Required work: Find the line containing "Would you mind marking the suit shoulder" in the records below. Copy exactly that line and each one after it, ending at the line containing "Would you mind marking the utility", and nothing more.

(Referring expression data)
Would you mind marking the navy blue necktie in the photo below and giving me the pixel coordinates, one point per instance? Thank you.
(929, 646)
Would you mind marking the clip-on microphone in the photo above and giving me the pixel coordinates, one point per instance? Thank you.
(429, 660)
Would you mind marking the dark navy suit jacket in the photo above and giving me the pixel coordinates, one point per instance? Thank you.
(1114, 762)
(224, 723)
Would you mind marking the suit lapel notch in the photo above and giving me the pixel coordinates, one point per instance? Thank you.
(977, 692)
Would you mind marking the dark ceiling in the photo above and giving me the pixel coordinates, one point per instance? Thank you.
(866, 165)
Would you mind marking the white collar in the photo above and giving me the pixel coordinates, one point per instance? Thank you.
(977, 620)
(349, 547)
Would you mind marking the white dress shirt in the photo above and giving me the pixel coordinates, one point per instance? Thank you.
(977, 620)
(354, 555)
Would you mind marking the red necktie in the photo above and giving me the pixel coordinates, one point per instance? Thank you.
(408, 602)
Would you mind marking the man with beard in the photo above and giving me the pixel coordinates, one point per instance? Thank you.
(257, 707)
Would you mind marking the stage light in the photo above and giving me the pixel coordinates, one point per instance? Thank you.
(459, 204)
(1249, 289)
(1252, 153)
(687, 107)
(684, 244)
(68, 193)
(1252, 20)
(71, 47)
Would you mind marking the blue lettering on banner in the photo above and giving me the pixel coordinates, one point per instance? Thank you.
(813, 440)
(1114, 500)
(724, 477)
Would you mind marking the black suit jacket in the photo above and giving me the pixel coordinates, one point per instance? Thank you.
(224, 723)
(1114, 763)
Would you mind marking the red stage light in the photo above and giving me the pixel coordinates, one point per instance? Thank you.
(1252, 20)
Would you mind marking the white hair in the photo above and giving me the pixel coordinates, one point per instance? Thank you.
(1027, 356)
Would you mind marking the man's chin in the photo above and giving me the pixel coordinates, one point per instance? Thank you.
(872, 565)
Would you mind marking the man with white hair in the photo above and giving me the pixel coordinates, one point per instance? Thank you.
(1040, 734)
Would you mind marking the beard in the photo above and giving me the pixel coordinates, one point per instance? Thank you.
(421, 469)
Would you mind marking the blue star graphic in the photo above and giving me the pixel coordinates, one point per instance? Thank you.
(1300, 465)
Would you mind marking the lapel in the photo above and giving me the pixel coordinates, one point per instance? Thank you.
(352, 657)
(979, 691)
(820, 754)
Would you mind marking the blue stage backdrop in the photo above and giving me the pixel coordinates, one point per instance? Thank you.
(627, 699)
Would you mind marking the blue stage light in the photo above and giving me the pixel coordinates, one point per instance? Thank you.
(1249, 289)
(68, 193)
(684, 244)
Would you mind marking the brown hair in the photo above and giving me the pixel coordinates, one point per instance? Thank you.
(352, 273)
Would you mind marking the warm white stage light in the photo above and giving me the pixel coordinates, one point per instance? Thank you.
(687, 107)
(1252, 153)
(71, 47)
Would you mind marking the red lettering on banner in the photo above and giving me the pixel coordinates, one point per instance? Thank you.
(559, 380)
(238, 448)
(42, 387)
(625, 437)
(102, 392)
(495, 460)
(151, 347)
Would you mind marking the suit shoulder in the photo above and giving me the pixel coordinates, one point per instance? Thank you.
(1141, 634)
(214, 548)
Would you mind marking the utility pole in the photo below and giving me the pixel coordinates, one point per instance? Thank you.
...
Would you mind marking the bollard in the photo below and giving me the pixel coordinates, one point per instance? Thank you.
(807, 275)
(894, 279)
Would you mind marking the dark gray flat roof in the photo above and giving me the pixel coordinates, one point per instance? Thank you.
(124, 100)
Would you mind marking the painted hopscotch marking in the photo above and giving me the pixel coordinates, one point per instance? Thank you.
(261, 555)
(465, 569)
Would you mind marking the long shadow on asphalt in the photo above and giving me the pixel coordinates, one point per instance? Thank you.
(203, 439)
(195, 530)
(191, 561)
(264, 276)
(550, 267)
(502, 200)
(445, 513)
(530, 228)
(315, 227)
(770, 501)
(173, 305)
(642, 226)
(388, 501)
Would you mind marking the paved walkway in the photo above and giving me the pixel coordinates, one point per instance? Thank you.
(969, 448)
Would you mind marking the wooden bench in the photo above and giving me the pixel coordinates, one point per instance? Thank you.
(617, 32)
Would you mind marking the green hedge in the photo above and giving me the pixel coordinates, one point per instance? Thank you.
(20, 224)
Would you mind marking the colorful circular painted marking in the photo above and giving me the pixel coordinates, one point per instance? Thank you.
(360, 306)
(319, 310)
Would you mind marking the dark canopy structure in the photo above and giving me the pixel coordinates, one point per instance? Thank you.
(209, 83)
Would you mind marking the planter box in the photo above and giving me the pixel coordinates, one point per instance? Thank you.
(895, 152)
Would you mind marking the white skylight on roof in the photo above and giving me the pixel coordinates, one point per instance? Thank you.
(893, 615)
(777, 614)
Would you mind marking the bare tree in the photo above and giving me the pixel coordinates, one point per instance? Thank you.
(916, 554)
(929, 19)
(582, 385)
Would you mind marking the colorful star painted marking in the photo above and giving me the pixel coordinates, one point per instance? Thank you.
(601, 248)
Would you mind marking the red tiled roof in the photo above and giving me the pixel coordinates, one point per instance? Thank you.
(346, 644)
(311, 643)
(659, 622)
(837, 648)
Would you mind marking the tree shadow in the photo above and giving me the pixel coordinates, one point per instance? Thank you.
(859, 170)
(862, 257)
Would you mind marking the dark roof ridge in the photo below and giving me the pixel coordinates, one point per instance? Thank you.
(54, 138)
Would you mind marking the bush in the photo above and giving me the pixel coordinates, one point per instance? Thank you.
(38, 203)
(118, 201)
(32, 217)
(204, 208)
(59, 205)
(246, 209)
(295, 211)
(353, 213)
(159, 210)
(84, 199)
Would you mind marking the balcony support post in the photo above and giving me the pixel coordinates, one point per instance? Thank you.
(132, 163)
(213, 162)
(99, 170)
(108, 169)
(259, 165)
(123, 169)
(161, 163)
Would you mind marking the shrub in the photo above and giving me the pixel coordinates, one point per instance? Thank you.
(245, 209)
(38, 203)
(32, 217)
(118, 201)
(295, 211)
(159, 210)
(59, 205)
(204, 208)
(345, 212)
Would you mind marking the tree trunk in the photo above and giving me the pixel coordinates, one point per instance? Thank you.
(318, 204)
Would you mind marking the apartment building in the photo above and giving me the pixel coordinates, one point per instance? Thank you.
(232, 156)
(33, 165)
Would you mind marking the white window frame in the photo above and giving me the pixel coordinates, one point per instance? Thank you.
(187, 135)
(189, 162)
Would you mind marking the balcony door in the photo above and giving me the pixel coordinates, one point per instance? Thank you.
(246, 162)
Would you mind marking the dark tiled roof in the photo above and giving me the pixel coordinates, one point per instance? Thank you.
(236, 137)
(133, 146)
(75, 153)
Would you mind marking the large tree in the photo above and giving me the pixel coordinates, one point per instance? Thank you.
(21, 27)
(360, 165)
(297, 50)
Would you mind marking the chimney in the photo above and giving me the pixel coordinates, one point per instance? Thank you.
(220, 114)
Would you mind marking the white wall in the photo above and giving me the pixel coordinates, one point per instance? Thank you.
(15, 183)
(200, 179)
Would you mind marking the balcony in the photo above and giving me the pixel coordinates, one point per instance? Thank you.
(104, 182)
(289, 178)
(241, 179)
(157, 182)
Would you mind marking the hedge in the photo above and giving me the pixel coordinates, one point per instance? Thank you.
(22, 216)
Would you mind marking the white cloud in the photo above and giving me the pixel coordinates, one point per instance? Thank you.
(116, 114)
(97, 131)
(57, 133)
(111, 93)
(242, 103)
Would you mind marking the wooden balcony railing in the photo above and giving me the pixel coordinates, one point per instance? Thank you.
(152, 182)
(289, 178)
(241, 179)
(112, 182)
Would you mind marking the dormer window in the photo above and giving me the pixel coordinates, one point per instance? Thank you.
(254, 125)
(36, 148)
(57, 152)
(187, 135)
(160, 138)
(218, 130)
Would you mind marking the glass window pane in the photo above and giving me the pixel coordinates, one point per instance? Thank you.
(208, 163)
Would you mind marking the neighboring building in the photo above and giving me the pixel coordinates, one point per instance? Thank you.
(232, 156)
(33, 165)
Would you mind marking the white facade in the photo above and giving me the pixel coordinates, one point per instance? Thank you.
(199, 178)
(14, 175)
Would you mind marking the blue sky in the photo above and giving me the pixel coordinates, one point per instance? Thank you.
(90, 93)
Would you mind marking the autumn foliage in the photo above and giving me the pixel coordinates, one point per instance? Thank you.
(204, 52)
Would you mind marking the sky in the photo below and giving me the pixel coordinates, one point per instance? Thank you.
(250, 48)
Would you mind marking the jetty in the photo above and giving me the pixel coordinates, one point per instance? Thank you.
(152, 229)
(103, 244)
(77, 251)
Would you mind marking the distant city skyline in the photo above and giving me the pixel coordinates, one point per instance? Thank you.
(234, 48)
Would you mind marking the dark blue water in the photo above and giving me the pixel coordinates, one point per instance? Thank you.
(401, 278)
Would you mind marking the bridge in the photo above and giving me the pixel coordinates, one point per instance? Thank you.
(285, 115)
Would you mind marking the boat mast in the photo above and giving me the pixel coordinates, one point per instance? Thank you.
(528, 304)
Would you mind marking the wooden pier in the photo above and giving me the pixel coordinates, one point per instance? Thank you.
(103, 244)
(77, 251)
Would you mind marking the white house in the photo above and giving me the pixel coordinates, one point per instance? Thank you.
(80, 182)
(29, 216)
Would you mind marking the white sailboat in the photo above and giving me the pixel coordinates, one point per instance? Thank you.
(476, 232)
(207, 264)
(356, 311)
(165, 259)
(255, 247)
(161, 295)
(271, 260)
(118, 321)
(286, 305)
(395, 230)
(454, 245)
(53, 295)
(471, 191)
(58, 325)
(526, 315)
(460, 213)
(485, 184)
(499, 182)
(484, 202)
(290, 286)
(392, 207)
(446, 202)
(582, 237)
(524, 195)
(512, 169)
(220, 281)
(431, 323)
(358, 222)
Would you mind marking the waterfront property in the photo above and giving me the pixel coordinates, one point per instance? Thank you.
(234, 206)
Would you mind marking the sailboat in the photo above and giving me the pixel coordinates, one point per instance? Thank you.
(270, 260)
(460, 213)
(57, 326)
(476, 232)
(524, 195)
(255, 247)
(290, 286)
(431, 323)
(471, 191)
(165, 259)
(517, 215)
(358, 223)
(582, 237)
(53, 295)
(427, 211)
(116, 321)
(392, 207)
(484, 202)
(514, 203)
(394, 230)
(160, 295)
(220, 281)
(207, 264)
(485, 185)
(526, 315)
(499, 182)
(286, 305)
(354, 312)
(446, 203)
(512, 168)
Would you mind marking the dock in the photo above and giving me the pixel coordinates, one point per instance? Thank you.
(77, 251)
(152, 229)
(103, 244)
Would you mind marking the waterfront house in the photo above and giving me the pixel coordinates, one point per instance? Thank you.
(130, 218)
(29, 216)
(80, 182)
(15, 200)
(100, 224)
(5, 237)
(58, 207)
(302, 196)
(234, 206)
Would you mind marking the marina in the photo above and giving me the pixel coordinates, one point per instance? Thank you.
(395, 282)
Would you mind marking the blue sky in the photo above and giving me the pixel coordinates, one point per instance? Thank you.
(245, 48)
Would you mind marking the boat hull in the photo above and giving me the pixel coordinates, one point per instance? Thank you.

Output for this task:
Would you mind marking the suit shoulder in the photo above and giving me the pixel coordinates, one point per instance? Thank you.
(1141, 634)
(214, 548)
Would you mind marking the utility pole in the photo below and giving me the pixel coordinates, one point per instance? Thank you.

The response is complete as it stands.